## MATERIAL FOR THIS TASK
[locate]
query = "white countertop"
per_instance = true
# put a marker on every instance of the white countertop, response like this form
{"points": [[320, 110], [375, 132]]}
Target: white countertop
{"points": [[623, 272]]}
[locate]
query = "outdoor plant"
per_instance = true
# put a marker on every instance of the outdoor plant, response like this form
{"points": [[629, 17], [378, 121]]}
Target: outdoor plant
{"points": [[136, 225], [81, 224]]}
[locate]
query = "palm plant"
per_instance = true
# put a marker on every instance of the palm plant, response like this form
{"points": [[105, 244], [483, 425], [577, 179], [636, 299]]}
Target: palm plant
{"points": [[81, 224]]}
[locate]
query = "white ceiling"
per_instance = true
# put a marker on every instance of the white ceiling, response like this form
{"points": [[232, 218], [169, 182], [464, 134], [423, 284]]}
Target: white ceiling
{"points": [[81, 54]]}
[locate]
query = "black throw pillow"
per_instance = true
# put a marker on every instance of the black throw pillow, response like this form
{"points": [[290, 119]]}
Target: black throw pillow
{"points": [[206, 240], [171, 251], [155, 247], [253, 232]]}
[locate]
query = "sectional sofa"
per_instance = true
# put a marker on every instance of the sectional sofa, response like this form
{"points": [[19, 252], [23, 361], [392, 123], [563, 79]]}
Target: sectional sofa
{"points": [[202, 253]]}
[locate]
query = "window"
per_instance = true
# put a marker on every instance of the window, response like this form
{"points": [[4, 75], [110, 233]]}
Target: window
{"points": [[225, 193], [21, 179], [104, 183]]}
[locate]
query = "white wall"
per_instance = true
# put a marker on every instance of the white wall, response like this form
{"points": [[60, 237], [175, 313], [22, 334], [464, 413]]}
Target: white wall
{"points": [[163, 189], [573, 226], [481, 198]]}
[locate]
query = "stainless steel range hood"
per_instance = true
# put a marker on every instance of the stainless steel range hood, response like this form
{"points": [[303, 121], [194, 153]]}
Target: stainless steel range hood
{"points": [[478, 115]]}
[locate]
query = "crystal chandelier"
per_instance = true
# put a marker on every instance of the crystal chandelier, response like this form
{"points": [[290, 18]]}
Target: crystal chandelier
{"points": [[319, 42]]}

## THE PROBLEM
Could you return the complete set of entries exactly?

## ANSWER TO THIS PROBLEM
[locate]
query = "white countertop"
per_instance = true
# put a marker on every instance of the white countertop, response like this form
{"points": [[320, 110], [375, 132]]}
Target: white countertop
{"points": [[623, 272]]}
[locate]
query = "outdoor plant"
per_instance = true
# put a marker on every instance of the outdoor plant, response like this form
{"points": [[629, 17], [378, 121]]}
Target: outdoor plant
{"points": [[136, 225], [81, 224]]}
[locate]
query = "palm plant"
per_instance = true
# put a marker on every instance of the palm plant, response like this form
{"points": [[105, 244], [483, 425], [577, 179], [636, 299]]}
Target: palm plant
{"points": [[81, 224]]}
[locate]
query = "white ceiling"
per_instance = true
# put a marker on every instance of the white ceiling, response like this form
{"points": [[232, 218], [169, 182], [464, 134], [423, 284]]}
Target: white ceiling
{"points": [[81, 54]]}
[locate]
query = "black throw pillow"
per_instance = true
# put a marker on every instance of the black throw pillow, response like this form
{"points": [[290, 119]]}
Target: black throw pillow
{"points": [[206, 240], [171, 251], [155, 247], [253, 232]]}
[locate]
query = "sectional sofa"
per_instance = true
# put a marker on every instance of the sectional sofa, response like this form
{"points": [[19, 252], [23, 361], [392, 123], [563, 79]]}
Target: sectional sofa
{"points": [[202, 253]]}
[locate]
query = "window"
per_instance = true
# put a marker on every instance of the window, response like this form
{"points": [[4, 75], [110, 233]]}
Target: window
{"points": [[225, 193], [21, 179], [104, 183]]}
[locate]
query = "white wall"
per_instance = true
# put a marker on every instance of the white wall, response like this form
{"points": [[60, 237], [175, 313], [22, 334], [464, 413]]}
Target: white wall
{"points": [[163, 189], [573, 226], [481, 198]]}
[locate]
query = "stainless steel range hood"
per_instance = true
# put a marker on every instance of the stainless steel range hood, response like this form
{"points": [[303, 121], [194, 153]]}
Target: stainless steel range hood
{"points": [[478, 115]]}
[locate]
query = "crystal chandelier"
per_instance = true
# put a marker on every instance of the crystal chandelier, response like this form
{"points": [[290, 18]]}
Target: crystal chandelier
{"points": [[319, 42]]}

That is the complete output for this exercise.